#### WHAT IS ASKED:
Report each line in the entries below that contains the string "antelope", treating uppercase and lowercase letters as different.

#### THE DATA:

-.-.-

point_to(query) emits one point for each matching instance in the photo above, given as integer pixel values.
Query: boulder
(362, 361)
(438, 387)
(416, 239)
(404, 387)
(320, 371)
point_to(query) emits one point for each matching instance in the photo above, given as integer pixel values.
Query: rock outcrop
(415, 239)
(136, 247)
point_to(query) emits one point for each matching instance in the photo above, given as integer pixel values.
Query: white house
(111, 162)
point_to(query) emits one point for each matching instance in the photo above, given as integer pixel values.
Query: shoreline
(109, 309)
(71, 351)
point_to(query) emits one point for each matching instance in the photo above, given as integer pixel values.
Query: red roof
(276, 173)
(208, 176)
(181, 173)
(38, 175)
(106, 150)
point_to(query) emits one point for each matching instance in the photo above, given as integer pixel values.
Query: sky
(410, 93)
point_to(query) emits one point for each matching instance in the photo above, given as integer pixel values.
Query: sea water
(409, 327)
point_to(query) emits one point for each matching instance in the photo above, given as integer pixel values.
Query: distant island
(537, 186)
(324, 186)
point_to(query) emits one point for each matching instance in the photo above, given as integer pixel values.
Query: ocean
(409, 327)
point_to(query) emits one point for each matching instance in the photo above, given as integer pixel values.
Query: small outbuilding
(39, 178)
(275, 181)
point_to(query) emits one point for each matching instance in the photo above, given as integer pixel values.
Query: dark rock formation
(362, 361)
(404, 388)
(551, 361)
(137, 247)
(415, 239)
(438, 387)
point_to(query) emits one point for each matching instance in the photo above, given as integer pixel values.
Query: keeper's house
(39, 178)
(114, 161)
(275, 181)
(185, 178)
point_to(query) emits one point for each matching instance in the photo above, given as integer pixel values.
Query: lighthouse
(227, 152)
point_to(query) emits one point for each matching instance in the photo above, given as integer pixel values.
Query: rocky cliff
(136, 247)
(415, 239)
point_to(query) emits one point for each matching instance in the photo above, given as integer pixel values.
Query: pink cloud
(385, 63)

-.-.-

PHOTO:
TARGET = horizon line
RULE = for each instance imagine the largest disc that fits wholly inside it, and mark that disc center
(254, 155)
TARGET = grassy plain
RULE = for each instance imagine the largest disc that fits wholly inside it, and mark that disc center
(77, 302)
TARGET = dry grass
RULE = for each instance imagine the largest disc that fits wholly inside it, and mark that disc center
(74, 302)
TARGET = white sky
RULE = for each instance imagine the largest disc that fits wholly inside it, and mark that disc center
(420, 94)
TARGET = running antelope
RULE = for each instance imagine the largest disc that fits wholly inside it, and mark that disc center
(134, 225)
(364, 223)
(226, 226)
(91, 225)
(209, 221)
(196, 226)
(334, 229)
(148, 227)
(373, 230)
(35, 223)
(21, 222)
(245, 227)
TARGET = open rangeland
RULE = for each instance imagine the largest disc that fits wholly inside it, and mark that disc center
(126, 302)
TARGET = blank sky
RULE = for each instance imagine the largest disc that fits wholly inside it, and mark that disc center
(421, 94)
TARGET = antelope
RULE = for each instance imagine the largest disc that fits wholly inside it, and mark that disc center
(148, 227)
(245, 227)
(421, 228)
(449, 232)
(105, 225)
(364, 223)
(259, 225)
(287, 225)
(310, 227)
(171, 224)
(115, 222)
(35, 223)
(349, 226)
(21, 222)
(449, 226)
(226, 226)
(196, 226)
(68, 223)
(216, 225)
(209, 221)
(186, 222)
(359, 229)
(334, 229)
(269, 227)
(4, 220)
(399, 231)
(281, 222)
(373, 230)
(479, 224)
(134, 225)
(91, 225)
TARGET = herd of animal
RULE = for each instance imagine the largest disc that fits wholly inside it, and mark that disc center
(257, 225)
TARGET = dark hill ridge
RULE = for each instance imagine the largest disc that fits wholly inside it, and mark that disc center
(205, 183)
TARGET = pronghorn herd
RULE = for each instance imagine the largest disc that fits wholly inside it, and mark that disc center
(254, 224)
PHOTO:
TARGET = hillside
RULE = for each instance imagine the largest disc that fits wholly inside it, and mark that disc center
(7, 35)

-.-.-

#### RESULT OF THE TASK:
TARGET = running antelope
TARGET = antelope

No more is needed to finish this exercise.